*WRITTEN TASK A*.
Decide whether each of these statements agrees with the album entry below. Answer yes or no for each, and quote the deciding words of the entry exactly. (i) The album was released in the US by Fortuna Pop!. (ii) The album's producer was Matthew 'MJ' Johnson. (iii) Curly & Raquel references two characters from Coronation Street.

*EXCERPTED TEXT*.

Studio album by Martha
- Released: 1 July 2016
- Studio: Suburban Home
- Length: 36:23
- Label: Fortuna Pop! (UK); Dirtnap Records (US);
- Producer: Matthew 'MJ' Johnson

Martha chronology
| Courting Strong (2014) | Blisters in the Pit of My Heart (2016) | Love Keeps Kicking (2019) |

= Blisters in the Pit of My Heart =

Blisters in the Pit of My Heart is the second studio album by English band Martha. It was released in July 2016 by Fortuna Pop! in the UK/EU and Dirtnap Records in the US.

According to Pitchfork, the album's lead single "Goldman's Detective Agency," "reimagines early 20th century anarchist Emma Goldman as a private investigator'.

In Ice Cream And Sunscreen the line "December boy you got it wrong" is a reference to the refrain of "September Gurls" by Big Star, "December boy's got it bad".

Curly & Raquel references two characters from the British soap opera Coronation Street as well as paraphrasing lyrics from a Billy Bragg song.

St Paul’s (Westerberg Comprehensive) is about 'queer students at catholic school' and the title of which references both Paul Westerberg and the film Heathers. The lyrics also reference Bastards of Young, a song by Westerberg's band The Replacements.

*WRITTEN TASK B*.
Quote everything in the records from the line containing "Spot the finger" down to the end of the records, with that first line included.

*GIVEN INFORMATION*.
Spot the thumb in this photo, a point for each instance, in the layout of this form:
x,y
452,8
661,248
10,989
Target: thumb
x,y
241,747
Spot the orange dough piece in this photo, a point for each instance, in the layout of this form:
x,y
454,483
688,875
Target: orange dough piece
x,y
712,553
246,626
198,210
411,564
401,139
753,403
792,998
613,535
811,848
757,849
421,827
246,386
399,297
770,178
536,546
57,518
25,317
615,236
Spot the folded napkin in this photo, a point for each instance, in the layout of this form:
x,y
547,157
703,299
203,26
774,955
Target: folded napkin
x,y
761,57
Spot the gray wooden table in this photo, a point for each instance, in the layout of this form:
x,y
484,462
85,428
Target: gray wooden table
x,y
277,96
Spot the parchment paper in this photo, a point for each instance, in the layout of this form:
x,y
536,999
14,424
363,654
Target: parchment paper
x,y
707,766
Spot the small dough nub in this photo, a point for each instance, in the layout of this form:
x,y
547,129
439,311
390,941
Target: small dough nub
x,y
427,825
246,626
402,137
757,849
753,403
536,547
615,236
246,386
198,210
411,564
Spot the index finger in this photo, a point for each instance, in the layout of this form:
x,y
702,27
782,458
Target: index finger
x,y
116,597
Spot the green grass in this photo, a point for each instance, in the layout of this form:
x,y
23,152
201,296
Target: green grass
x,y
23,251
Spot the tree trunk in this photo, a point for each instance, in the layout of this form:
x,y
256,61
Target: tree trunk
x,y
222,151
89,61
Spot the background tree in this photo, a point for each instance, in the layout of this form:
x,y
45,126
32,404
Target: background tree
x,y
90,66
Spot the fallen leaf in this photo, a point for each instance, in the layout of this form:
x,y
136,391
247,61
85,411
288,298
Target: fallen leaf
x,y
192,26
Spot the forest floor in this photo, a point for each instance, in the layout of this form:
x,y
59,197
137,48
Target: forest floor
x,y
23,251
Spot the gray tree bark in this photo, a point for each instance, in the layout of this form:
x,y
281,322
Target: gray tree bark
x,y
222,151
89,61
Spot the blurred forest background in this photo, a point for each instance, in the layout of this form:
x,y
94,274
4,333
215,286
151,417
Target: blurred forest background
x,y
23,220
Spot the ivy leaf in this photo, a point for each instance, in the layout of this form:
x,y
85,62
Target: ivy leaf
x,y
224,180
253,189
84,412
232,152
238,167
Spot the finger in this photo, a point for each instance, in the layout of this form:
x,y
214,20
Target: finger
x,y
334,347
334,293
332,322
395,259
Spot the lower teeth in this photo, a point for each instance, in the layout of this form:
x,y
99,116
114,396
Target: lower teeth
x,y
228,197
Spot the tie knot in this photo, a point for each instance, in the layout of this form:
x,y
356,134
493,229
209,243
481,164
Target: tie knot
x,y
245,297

*FULL OUTPUT A*.
(i) No: "Dirtnap Records in the US"
(ii) Yes: "Producer: Matthew 'MJ' Johnson"
(iii) Yes: "references two characters from the British soap opera Coronation Street"

*FULL OUTPUT B*.
Spot the finger in this photo, a point for each instance, in the layout of this form:
x,y
214,20
Target: finger
x,y
334,347
334,293
332,322
395,259
Spot the lower teeth in this photo, a point for each instance, in the layout of this form:
x,y
99,116
114,396
Target: lower teeth
x,y
228,197
Spot the tie knot in this photo, a point for each instance, in the layout of this form:
x,y
356,134
493,229
209,243
481,164
Target: tie knot
x,y
245,297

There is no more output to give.